> [SELECTED EXCERPT]
BEGIN

Handling null values with join across multiple tables - sql

My mind is exploding right now.. I can't get any of this to work the way I want to! SQL is seriously such a pain in the butt. (/End Rant)
I have three tables that have some common columns to link with. I am trying to retrieve the ID off one table based on the name from the middle table based on the code from the farthest table. (Excuse my vocabulary, I am not skilled with SQL or its' lingo) If the farthest table has a code not found in the middle table, it is to default to a certain value. Then, the first table will return the default for null values. etc.
Example,
tblCounty table has an ID and name column. I am to return the ID from tblCounty based on the name column matching the name column of tblCode.
tblCode has two columns name and code. tblCode returns the respective name based on the matching code column with tblAddress's code column.
tblAdress has many columns, but shares in common a code field.
My attempt,
INSERT INTO vendor (CountyID, Contact)
SELECT
(SELECT a.id
FROM county a
WHERE a.name = (CASE WHEN (SELECT TOP(1) c.countyID
FROM tblAdress c
INNER JOIN tblCode d ON c.CountyID = d.CodeID
WHERE d.CodeID = b.CountyID) IS NULL THEN '**NONE**'
ELSE (SELECT a.CodeName
FROM tblCode a
WHERE a.CodeID = b.CountyID) END)),
b.Contact
FROM
tblAdress b
The error I am receiving is:
Subquery returned more than 1 value. This is not permitted when the subquery follows =, !=, <, <= , >, >= or when the subquery is used as an expression.
Now of course I googled this and looked at results on StackOverflow, but I was unable to apply what I found to my problem.
Vendor:
CountyID | ....
-------------------
1 | ...
2 | ...
3 | ...
2 | ...
tblCounty:
ID | Name | ...
----------------------
1 | **None**
2 | NYC
3 | Buffalo
tblCode:
Name | Code
--------------
**None** | **None**
NYC | 56A
Buffalo | 75B
tblAdress:
Code | ....
----------------
**None** | ....
56A | ......
75B | .....
56A | .....
Using the above tables, I want to transfer all data out of tblAdress into another table (vendor). In the process I will convert column Code to tblCode's column name via code comparison, then to tblCounty.ID via name comparison.
Essentially a catch all is needed. If a code in tblAddress does not exist in tblCode or the code is null in tblAddress, it will return a default value (None). Then tblCounty will convert that default value into ID = 1, then store it into the Vendor table.
Edit
(SELECT TOP(1)
c.ID
FROM
dbo.Address a
LEFT OUTER JOIN
dbo.tblCode cd ON ISNULL(CASE a.CountyID WHEN ' ' THEN '**None**' ELSE a.CountyID END, '**None**') = cd.CodeID
LEFT OUTER JOIN
dbo.tblCounty c ON c.NAME = cd.CodeName
WHERE a.CountyID = b.countyID)

Firstly, your database doesn't seem to be following the best practices of creating a database.
Ideally the design of the relationships and tables should prevent you having to do null checks in joins and the majority of the time a simple left join would do most of what you want. Could you can use constraints and ISNULLs when the data is being added to ensure its integrity? Also, I would advise against joining tables on text like county if you can - It would be much more elegant to use an integer primary key.

END

> [TASK SET]
**A.** Reproduce the SQL thread from "Firstly, your database" up to and including "integer primary key.".
**B.** Which comparison operators does the error message in the SQL thread list?

> [SUPPLIED DATA]
BEGIN

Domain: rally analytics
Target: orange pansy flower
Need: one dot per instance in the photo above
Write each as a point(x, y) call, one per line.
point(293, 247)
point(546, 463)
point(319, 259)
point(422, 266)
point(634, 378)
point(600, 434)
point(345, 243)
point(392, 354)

END

> [ANSWERS TO THE EXERCISES]
**A.**
Firstly, your database doesn't seem to be following the best practices of creating a database.
Ideally the design of the relationships and tables should prevent you having to do null checks in joins and the majority of the time a simple left join would do most of what you want. Could you can use constraints and ISNULLs when the data is being added to ensure its integrity? Also, I would advise against joining tables on text like county if you can - It would be much more elegant to use an integer primary key.

**B.** =, !=, <, <=, >, >=